======== Input material

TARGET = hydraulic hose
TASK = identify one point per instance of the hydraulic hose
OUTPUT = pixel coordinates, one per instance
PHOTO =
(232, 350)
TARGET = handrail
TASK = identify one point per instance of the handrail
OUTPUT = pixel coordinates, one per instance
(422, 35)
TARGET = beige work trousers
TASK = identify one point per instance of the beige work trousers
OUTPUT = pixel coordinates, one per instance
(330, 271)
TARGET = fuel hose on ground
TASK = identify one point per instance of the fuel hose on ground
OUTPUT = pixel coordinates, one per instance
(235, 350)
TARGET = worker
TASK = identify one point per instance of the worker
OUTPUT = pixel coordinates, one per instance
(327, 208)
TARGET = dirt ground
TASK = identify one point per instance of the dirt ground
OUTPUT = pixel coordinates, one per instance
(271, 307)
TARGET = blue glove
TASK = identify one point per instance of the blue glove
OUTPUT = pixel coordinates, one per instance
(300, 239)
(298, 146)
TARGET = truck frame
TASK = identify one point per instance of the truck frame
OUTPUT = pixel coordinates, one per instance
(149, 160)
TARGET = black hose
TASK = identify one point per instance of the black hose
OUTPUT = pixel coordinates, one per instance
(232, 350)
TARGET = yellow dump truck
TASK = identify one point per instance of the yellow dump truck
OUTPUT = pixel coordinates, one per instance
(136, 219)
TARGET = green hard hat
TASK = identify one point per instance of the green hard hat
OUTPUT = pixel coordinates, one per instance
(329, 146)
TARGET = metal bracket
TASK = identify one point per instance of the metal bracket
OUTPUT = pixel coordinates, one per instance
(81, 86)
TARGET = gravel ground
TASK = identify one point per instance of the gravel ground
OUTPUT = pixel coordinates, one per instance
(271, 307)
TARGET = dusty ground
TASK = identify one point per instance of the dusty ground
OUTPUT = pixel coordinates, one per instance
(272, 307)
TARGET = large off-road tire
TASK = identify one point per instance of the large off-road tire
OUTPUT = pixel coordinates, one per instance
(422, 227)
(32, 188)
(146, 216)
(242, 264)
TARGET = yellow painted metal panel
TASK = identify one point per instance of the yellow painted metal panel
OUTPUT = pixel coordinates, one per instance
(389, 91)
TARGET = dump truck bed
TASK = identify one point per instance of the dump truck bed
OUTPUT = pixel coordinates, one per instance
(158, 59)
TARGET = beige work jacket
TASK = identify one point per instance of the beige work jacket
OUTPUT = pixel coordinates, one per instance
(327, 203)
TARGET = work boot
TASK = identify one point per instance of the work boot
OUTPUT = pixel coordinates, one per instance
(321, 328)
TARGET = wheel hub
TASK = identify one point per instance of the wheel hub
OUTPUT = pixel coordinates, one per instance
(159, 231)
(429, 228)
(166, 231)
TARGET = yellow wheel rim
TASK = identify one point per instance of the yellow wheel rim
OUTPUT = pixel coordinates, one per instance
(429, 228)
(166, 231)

================

▶ Written request
Rewrite all of the lines above, replacing "pixel coordinates" with "image coordinates" wherever it occurs and keeping everything else the same.

▶ Solution for this exercise
TARGET = hydraulic hose
TASK = identify one point per instance of the hydraulic hose
OUTPUT = image coordinates, one per instance
PHOTO =
(232, 350)
TARGET = handrail
TASK = identify one point per instance of the handrail
OUTPUT = image coordinates, one per instance
(422, 35)
TARGET = beige work trousers
TASK = identify one point per instance of the beige work trousers
OUTPUT = image coordinates, one per instance
(330, 271)
TARGET = fuel hose on ground
TASK = identify one point per instance of the fuel hose on ground
OUTPUT = image coordinates, one per instance
(235, 350)
TARGET = worker
TASK = identify one point per instance of the worker
OUTPUT = image coordinates, one per instance
(327, 208)
TARGET = dirt ground
TASK = identify one point per instance of the dirt ground
OUTPUT = image coordinates, one per instance
(271, 307)
TARGET = blue glove
TASK = identify one point per instance of the blue glove
OUTPUT = image coordinates, one per instance
(300, 239)
(298, 146)
TARGET = truck frame
TASK = identify one point per instance of the truck frame
OUTPUT = image coordinates, one per instance
(149, 160)
TARGET = black hose
TASK = identify one point per instance of the black hose
OUTPUT = image coordinates, one per instance
(232, 350)
TARGET = yellow dump truck
TASK = identify one point per instance of the yellow dump truck
OUTPUT = image coordinates, one per instance
(136, 219)
TARGET = green hard hat
TASK = identify one point per instance of the green hard hat
OUTPUT = image coordinates, one per instance
(329, 146)
TARGET = metal bracket
TASK = identify one point per instance of the metal bracket
OUTPUT = image coordinates, one per instance
(81, 86)
TARGET = gravel ground
TASK = identify one point per instance of the gravel ground
OUTPUT = image coordinates, one per instance
(271, 307)
TARGET = dusty ground
TASK = identify one point per instance of the dusty ground
OUTPUT = image coordinates, one per instance
(272, 307)
TARGET = large off-road tire
TASK = identify one point per instance of the large off-road tire
OUTPUT = image coordinates, one per instance
(422, 227)
(32, 188)
(146, 216)
(242, 264)
TARGET = yellow painted metal panel
TASK = identify one point per instance of the yellow painted metal panel
OUTPUT = image coordinates, one per instance
(389, 91)
TARGET = dump truck bed
TASK = identify one point per instance of the dump truck bed
OUTPUT = image coordinates, one per instance
(158, 59)
TARGET = beige work jacket
TASK = identify one point per instance of the beige work jacket
OUTPUT = image coordinates, one per instance
(327, 203)
TARGET = work boot
TASK = identify one point per instance of the work boot
OUTPUT = image coordinates, one per instance
(321, 328)
TARGET = wheel hub
TASK = identify one point per instance of the wheel hub
OUTPUT = image coordinates, one per instance
(159, 231)
(429, 228)
(166, 231)
TARGET = yellow wheel rim
TASK = identify one point per instance of the yellow wheel rim
OUTPUT = image coordinates, one per instance
(429, 228)
(166, 231)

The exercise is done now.